3 Steps to Value-Based Pricing in Professional Services

As I stated in the introductions, there are 3 basic steps to value-based pricing:

  1. Understand what’s important (valuable) to your existing clients,
  2. Identify what problems your services solve for your existing clients (what value you provide)
  3. Make your offering irresistible to new clients you pitch by packaging it in a way that makes the price seem fair if not even fantastic.

Prerequisites to Value-Based Pricing

Chances are you’re currently doing cost-plus pricing. You calculate your costs and then add a margin, say 20%. It’s easy, it works and you can bill as much as you need to cover costs. But you’ll never capture what the customer is actually willing to pay. Value-based pricing helps you do that.

Value-based pricing depends on:

  1. That what you do for the client creates perceived value.
  2. That in a business setting, that value can be specified, measured or estimated in terms of money (earnings, savings or reduced risk).
  3. That you and the client can reach agreement on that value through a price.

Perceived Value Is the Only Value 

The keyword here is perceived. The irony of it all is that whether you create value or not is secondary to how the buyer perceives it. You may create fantastic value but communicate it poorly and therefore fail to price it effectively. Or you may deliver average value, objectively compared to competitors, but manage to keep the customer satisfied and gladly paying premiums. Either way, the customer is the only judge of value that matters.

Whatever strategy you pick, be aware that there are value-based pricing strategies that are more difficult. In this article, I’ll cover the value-based pricing strategy I recommend to most agencies and consultants. It’s the one that I think it’s easiest to succeed with.

Value-Based Pricing Doesn’t Mean You Can Always Charge More

Value-based pricing doesn’t mean you can always charge more than when using cost-plus pricing. There are clients for whom you cannot create enough value to motivate more than a cost-plus price. Those are clients you should try to avoid so you can focus on the ones for whom you can use value-based pricing and create exceptional value, and price it.

Value-Based Pricing Is About the Customer Experience

Compare flying in coach to flying in first class. Both fares will take you to the same destination in the same time. But one costs four times as much as the other and people gladly pay that price. How come?
Compare flying in coach class to flying in first class. Both fares will take you to the same destination in the same time. But one costs four times as much as the other and people gladly pay that price. How come?

An important thing to remember is that what you deliver isn’t nearly as important as how you deliver it.

When you use value-based pricing everything counts, from first customer interaction to how you eventually part ways with the client. Imagine the experience enjoyed a five-star hotel compared to a motel. They’re essentially the same, yet so different. Or compare flying in coach to flying in first class. Both fares will take you to the same place in the same time frame. But one costs four times as much as the other and people gladly pay that price. How come?

First Action of Value-Based Pricing: Understand Your Clients’ Definition of Value

What is your customers' definition of value?
What is your customers’ definition of value?

Excerpts from a point labeling dataset:
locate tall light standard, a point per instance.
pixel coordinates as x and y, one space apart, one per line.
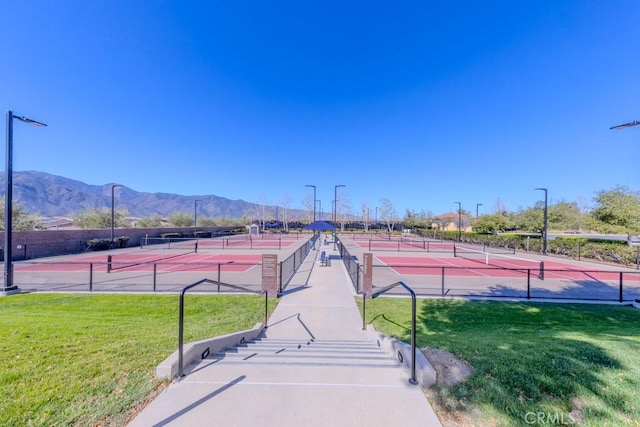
314 200
477 206
546 224
8 286
113 187
195 217
459 220
335 201
626 125
335 211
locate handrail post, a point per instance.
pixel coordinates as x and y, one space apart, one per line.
266 304
181 334
620 296
413 380
364 310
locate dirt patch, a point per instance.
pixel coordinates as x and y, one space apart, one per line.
449 369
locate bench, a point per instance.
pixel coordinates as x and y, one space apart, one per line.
323 258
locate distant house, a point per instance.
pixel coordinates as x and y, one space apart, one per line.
449 222
57 223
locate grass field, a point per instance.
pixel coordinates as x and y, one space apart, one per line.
90 359
535 364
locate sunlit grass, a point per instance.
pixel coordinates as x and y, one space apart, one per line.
90 359
557 363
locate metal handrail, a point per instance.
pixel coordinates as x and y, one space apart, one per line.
413 380
181 316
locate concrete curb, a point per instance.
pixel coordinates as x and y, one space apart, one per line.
425 372
194 350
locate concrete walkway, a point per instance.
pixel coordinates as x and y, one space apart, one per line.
315 366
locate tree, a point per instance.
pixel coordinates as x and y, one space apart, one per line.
101 218
564 216
179 219
388 213
618 207
531 219
21 219
153 221
494 223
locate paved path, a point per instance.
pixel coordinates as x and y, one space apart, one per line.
315 366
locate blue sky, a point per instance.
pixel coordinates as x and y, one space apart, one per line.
424 103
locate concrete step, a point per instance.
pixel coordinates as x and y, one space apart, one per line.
282 361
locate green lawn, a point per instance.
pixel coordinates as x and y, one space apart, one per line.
72 359
535 364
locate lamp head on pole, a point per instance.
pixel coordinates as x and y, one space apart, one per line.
626 125
30 121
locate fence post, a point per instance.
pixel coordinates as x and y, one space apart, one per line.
620 297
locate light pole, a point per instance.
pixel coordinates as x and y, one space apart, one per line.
477 206
626 125
546 224
459 220
335 201
314 200
335 212
8 286
113 187
195 217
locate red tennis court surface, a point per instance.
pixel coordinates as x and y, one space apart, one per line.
166 261
427 266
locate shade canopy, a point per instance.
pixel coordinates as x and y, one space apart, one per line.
319 226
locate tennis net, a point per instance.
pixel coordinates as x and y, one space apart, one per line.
149 256
416 243
503 261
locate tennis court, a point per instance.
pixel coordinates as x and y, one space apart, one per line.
468 270
161 266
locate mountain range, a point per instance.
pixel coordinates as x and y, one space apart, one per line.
51 195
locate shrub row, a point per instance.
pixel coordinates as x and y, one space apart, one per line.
104 244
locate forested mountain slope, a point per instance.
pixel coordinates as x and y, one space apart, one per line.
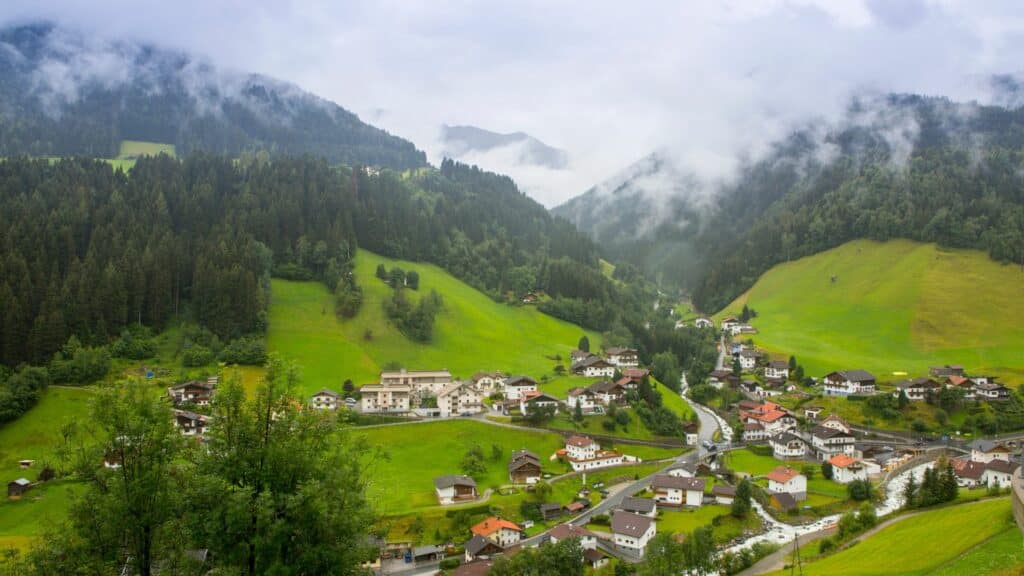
87 250
894 166
62 93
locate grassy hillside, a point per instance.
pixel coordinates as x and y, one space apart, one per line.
35 437
894 306
472 332
921 545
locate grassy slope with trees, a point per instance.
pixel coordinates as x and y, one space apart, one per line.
472 332
894 306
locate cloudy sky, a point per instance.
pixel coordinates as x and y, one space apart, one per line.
608 82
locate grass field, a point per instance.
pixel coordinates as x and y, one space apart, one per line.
472 332
35 437
920 545
894 306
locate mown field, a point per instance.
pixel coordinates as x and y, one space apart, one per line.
472 332
36 437
928 543
894 306
418 453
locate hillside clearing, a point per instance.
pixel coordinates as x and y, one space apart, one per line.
897 305
472 333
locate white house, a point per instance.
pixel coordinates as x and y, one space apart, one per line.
847 468
515 386
787 480
460 398
777 369
455 488
787 446
828 441
674 490
594 367
846 382
379 399
985 451
749 359
642 506
632 532
623 358
918 388
588 540
326 400
586 398
499 531
535 400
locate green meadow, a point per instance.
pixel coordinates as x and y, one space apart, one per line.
472 332
927 543
894 306
35 437
417 453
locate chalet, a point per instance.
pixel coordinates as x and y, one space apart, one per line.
607 392
501 532
787 446
985 451
480 547
524 467
586 398
777 369
623 358
460 398
677 491
326 400
455 488
945 371
719 378
992 474
588 540
918 388
642 506
516 386
991 391
195 392
17 488
535 400
847 468
382 399
788 481
723 494
487 381
595 559
190 423
632 532
594 367
829 441
585 454
847 382
423 382
749 359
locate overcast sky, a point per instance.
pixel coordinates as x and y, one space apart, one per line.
608 82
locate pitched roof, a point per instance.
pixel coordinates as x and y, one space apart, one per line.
842 460
678 483
563 531
630 524
784 499
492 525
451 480
782 475
637 505
581 441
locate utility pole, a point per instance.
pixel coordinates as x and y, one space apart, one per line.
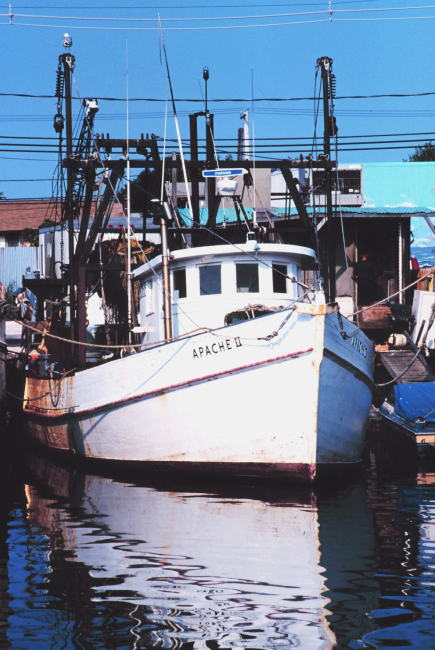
209 148
68 62
325 64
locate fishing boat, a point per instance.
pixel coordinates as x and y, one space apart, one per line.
410 412
240 367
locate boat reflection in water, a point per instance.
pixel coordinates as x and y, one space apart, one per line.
230 569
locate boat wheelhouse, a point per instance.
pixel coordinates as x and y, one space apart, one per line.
214 286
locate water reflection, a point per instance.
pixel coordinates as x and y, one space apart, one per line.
88 561
185 567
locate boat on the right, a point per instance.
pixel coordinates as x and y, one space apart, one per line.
410 410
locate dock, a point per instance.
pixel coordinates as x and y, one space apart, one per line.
396 362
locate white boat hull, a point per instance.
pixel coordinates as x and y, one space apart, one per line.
226 399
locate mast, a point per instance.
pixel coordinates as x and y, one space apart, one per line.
128 220
68 62
325 64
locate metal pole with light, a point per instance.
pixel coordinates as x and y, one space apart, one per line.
165 215
210 183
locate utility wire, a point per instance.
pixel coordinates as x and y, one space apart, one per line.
218 18
229 100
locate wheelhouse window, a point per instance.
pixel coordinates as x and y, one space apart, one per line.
210 282
279 272
247 278
180 282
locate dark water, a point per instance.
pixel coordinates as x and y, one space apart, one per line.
87 561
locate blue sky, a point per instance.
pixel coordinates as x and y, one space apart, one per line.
372 55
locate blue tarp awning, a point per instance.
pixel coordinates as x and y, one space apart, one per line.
415 401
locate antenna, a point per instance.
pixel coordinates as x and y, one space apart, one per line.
183 164
127 154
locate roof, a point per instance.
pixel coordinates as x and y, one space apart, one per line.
400 185
224 215
31 213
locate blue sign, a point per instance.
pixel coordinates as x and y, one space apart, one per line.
207 173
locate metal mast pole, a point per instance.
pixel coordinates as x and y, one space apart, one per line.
167 309
325 64
68 61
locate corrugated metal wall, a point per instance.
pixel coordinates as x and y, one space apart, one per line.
14 261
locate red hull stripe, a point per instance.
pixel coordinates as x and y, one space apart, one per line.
121 402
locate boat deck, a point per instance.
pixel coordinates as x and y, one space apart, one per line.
396 361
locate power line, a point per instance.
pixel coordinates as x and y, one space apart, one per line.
327 19
326 11
231 99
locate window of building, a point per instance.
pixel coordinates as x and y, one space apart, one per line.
247 278
210 279
12 239
149 298
180 282
279 271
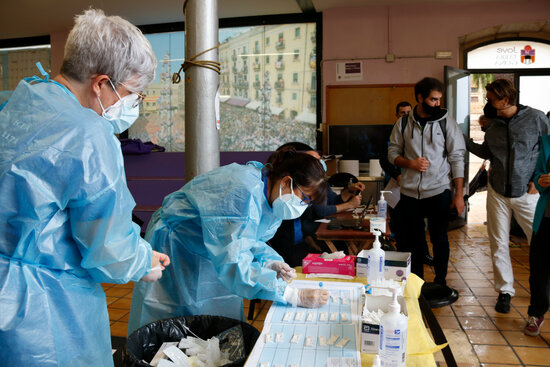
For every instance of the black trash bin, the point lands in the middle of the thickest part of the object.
(143, 344)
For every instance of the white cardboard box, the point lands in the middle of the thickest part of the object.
(370, 333)
(397, 265)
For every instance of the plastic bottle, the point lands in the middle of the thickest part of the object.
(375, 261)
(382, 206)
(393, 335)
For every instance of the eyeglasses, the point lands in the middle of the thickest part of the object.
(306, 200)
(140, 95)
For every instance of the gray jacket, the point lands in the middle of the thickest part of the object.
(513, 149)
(445, 154)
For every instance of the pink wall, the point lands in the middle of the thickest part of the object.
(415, 33)
(57, 40)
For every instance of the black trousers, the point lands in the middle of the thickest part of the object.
(539, 277)
(411, 235)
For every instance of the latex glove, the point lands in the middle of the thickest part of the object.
(284, 271)
(160, 261)
(310, 298)
(153, 275)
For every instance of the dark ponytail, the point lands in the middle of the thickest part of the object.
(304, 169)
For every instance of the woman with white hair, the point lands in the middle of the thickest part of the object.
(65, 223)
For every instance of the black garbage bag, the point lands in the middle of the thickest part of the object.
(143, 344)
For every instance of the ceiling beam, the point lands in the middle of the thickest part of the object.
(306, 6)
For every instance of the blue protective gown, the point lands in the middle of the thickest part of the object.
(214, 230)
(65, 226)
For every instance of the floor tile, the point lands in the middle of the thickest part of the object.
(479, 283)
(476, 323)
(467, 300)
(519, 339)
(493, 313)
(495, 354)
(484, 291)
(492, 337)
(463, 310)
(512, 324)
(534, 356)
(443, 311)
(448, 322)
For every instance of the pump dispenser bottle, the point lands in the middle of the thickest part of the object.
(393, 335)
(375, 261)
(382, 206)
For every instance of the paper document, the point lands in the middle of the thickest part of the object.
(394, 195)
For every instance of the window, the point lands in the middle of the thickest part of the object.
(17, 63)
(252, 101)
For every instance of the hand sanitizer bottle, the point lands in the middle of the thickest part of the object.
(375, 261)
(382, 206)
(393, 335)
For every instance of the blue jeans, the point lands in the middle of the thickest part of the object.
(411, 235)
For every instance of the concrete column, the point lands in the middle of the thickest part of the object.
(202, 152)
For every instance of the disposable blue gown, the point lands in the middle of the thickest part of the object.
(65, 226)
(214, 229)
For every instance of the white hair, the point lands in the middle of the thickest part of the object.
(109, 45)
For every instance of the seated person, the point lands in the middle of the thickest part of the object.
(296, 238)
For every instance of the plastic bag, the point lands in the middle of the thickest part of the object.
(143, 343)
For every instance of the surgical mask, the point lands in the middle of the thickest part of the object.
(288, 206)
(433, 111)
(123, 113)
(489, 110)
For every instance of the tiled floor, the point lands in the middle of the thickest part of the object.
(478, 335)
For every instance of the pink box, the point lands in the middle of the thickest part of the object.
(313, 263)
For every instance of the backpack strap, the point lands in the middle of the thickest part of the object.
(404, 120)
(442, 125)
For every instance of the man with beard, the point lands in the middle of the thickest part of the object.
(428, 146)
(511, 142)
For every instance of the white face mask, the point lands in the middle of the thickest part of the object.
(288, 206)
(123, 113)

▸ **List of tasks**
1. Answer these questions using the value-based pricing article:
(a) What example margin does the article give for cost-plus pricing?
(b) According to the article, who is the only judge of value that matters?
(c) How much more does one fare cost than the other in the comparison of coach and first class?
2. Reproduce word for word the passage of the value-based pricing article starting at "1. Understand what’s" and ending at "creates perceived value.".
3. Translate this sentence from the value-based pricing article into Spanish: "Either way, the customer is the only judge of value that matters."

▸ **Answers provided**
1.
(a) 20%
(b) The customer
(c) Four times as much

2.
1. Understand what’s important (valuable) to your existing clients,
  2. Identify what problems your services solve for your existing clients (what value you provide)
  3. Make your offering irresistible to new clients you pitch by packaging it in a way that makes the price seem fair if not even fantastic.

Prerequisites to Value-Based Pricing

Chances are you’re currently doing cost-plus pricing. You calculate your costs and then add a margin, say 20%. It’s easy, it works and you can bill as much as you need to cover costs. But you’ll never capture what the customer is actually willing to pay. Value-based pricing helps you do that.

Value-based pricing depends on:

  1. That what you do for the client creates perceived value.

3. De cualquier manera, el cliente es el único juez del valor que importa.